REQUIRED TASK:
Print each of the entries below word for word, line for line, and omit the pictures.

MATERIALS PROVIDED:
=======

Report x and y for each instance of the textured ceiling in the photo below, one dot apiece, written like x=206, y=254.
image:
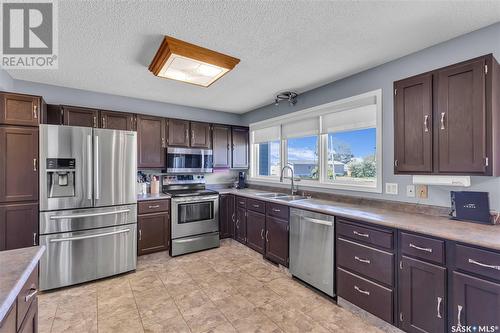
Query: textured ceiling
x=106, y=46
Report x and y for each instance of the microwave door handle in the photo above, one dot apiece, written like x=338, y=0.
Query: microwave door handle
x=89, y=167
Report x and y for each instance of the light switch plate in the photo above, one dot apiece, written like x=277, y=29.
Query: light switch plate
x=410, y=191
x=391, y=188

=======

REPLY:
Report x and y for each instance of the textured ceiling in the photo below, one dot apiece, written like x=206, y=254.
image:
Query: textured ceiling
x=106, y=46
Report x and y for each instance of the microwave door handle in the photo above, one dot apiece, written like x=338, y=0.
Query: microwave door handle
x=89, y=167
Report x and y for each instance of the light switch plate in the photo above, one dot apiece, written like x=277, y=29.
Query: light switch plate
x=410, y=191
x=391, y=188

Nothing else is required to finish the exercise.